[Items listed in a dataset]
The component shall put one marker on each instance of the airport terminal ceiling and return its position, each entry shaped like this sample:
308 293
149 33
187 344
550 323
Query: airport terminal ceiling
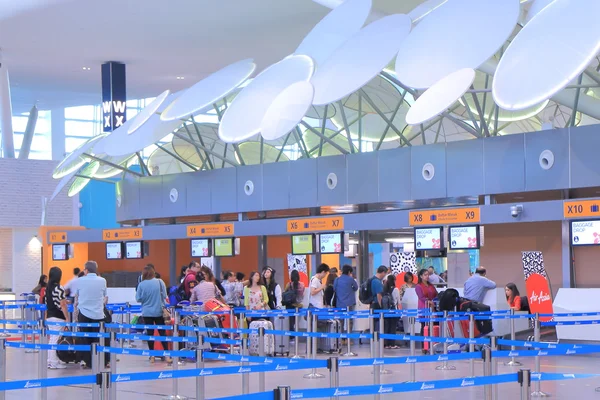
355 92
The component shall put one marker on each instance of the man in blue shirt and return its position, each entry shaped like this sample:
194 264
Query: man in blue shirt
477 285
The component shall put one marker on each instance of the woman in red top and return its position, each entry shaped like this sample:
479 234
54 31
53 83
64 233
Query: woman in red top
513 297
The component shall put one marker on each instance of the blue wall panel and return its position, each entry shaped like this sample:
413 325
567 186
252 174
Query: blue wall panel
504 167
464 174
557 177
303 183
394 174
253 202
337 166
584 145
276 185
434 154
363 180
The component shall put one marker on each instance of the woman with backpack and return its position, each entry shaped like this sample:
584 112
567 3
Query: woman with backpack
390 300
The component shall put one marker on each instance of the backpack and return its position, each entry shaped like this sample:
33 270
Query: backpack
365 294
288 298
525 304
387 301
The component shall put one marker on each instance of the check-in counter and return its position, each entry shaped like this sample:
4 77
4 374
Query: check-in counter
495 298
577 301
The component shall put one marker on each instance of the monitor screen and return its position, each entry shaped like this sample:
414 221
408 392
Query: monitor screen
114 250
429 238
331 243
134 250
201 248
60 252
303 244
224 247
585 233
464 237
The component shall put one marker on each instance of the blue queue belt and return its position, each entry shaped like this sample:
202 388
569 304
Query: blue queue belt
402 387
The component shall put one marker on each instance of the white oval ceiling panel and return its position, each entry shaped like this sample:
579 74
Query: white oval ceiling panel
458 34
335 29
440 96
533 70
287 110
243 117
209 90
76 158
360 59
144 115
121 143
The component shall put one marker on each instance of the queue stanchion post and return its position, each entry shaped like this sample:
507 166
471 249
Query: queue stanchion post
261 352
348 352
443 336
524 378
513 336
297 338
313 339
487 371
200 378
2 366
112 388
334 373
537 391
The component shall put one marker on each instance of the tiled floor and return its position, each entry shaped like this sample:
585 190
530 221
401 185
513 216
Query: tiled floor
25 366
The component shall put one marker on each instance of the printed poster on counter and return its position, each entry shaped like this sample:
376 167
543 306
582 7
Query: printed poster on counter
298 263
537 284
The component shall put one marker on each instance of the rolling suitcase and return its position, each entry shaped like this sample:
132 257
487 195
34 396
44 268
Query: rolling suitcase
330 345
254 339
282 343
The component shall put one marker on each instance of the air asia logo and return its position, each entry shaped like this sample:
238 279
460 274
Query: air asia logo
383 389
539 298
116 107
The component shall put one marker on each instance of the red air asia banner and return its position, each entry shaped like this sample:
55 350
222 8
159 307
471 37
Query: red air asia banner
537 285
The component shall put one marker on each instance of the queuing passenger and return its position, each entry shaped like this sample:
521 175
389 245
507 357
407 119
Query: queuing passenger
56 303
477 285
151 294
513 297
273 289
434 279
206 289
69 286
390 301
233 289
191 279
408 283
91 294
345 288
315 298
329 297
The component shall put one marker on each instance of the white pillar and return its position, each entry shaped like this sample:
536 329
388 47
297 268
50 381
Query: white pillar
8 145
57 118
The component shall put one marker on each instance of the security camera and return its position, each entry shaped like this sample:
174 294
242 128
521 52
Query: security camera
516 211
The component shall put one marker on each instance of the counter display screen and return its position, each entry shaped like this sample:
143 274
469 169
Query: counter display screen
134 250
464 237
303 244
331 243
429 238
585 233
224 247
201 248
114 250
60 252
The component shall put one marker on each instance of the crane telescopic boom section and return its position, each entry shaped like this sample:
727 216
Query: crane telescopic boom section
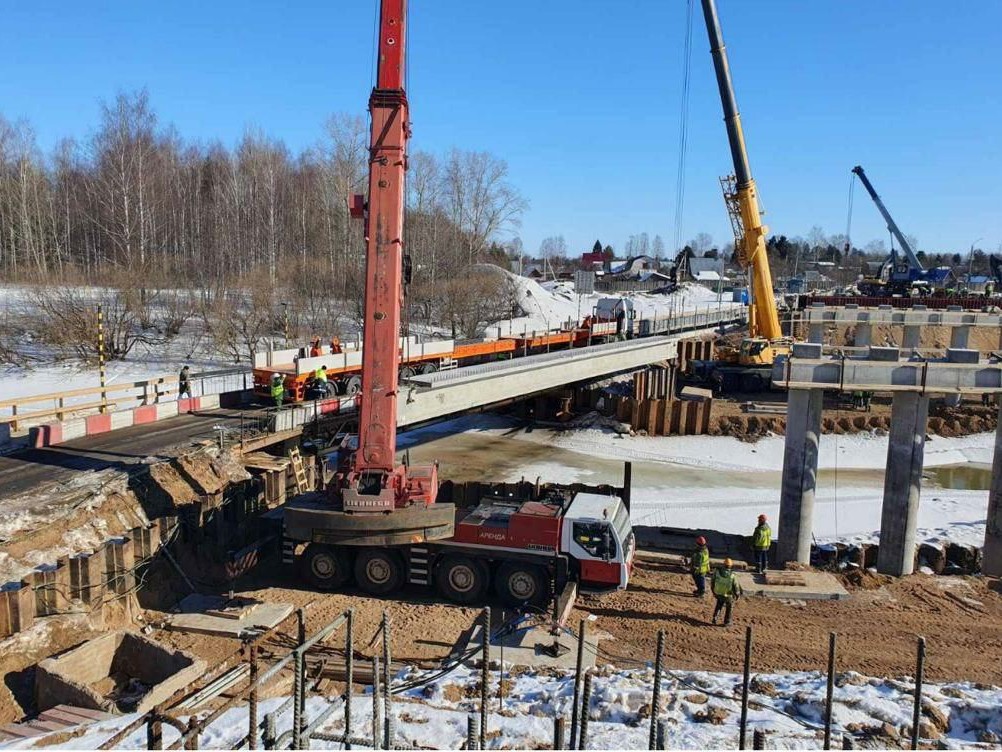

▶ _EXERCISE GOAL_: Exactly the lines from the one that contains "Query: red air asia banner" through the last line of the records should be set down, and the pictures should be dropped.

▶ _WRITTEN RESPONSE_:
Query: red air asia banner
537 285
The component shall put one marker on each instance of the queuing passenger and return its position, each entry shaped like this sample:
521 175
389 245
507 357
407 119
Query: queuing passenger
56 303
477 285
151 294
513 297
273 289
434 279
206 289
69 286
390 301
233 289
191 279
408 283
91 294
345 288
315 298
329 297
The component shall put one marker on each instance of the white pillar and return its position, each entry shaped like this sample:
536 329
388 47
297 268
50 381
Query: white pillar
8 145
57 118
The component shall put one marker on each instance of the security camera and return its position, each entry shaped like this sample:
174 294
242 128
521 52
Query: security camera
516 211
The component shall put one marker on each instance of the counter display screen and return its position, each entry shaped like this sample:
143 274
469 169
Query: counter display screen
134 250
464 237
303 244
331 243
429 238
585 233
224 247
201 248
114 250
60 252
The component shall put one marker on each instance of the crane telescopic boom section and return its position, each entry shaped like this sample:
727 216
Query: crane telescopic boom section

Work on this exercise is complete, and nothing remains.